Passage to read:

□ □ □

Response of North Atlantic Zooplankton Populations to Environmental Forcing

Zooplankton, the charismatic microfauna in the oceans, make up the base of the ecosystem along with microbes and phytoplankton.  They occur in a myriad of shapes and sizes and consist of both holozooplankton (animals that spend their entire life in the ocean’s water column) and merozooplankton (larval stages of species that live as adults on the seafloor). They are broadly distributed in biogeographic provinces with unique physical, chemical, and biological properties. In the North Atlantic Ocean, as well as other ocean basins, zooplankton diversity, biogeography, and phenology are responsive to environmental variation associated with changes in natural climatic factors and anthropogenic forcing. Natural forcing includes fluctuations in solar energy, volcanic eruptions, and decadal to millennial scale internal oscillatory climate variation. In contrast to natural oscillations, human activities (especially greenhouse gas emissions) often appear to drive the ocean system in a unidirectional manner. Environmental time-series and spatial monitoring data are essential to observe and understand these changes in marine zooplankton populations over seasonal, interannual, decadal, and longer time scales. The extent and direction of responses varies from site to site, and driving forces and climate change effects varies among regions. The length of time-series observations also affects the result: short time-series may give biased results. Since many zooplankton species occur across the North Atlantic Basin, determining the correlation length scales of population fluctuations, discriminating between local and remote forcings, and understanding the underlying mechanisms require a basin-scale approach.  The oceans are warming and becoming more acidic, and many coastal regions are becoming more eutrophic due to nutrients entering the marine system.  Zooplankton are sentinels of change throughout the North Atlantic Ocean and substantial changes have occurred in their distribution and abundance across the North Atlantic in the past 50+ years. This talk will highlight some of these changes and describe the data needed in the future to better predict ecosystem change to be expected in the next decades as we continue to alter our climate.

□ □ □

Exercise goal: Translate into Spanish this sentence from the North Atlantic zooplankton text above: "The length of time-series observations also affects the result: short time-series may give biased results."

Extracted records:
□ □ □

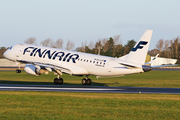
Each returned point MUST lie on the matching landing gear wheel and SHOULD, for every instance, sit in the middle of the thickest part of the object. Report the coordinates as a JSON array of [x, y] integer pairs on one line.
[[84, 81], [88, 81], [60, 81], [18, 71], [56, 81]]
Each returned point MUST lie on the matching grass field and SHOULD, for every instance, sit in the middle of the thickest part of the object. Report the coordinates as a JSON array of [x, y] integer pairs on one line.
[[168, 79], [109, 106], [62, 105]]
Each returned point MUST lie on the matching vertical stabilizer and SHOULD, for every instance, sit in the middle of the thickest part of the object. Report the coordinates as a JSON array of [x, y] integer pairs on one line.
[[139, 51]]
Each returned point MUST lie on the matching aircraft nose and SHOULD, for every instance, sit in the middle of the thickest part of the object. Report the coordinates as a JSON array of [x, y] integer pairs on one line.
[[9, 54]]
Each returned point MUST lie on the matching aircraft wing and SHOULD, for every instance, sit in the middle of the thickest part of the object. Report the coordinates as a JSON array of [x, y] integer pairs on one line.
[[164, 65], [152, 60]]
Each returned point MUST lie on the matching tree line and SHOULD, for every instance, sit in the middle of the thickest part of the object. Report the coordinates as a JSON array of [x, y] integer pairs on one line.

□ □ □

Solution for this problem: La duración de las observaciones de series temporales también afecta al resultado: las series temporales cortas pueden dar resultados sesgados.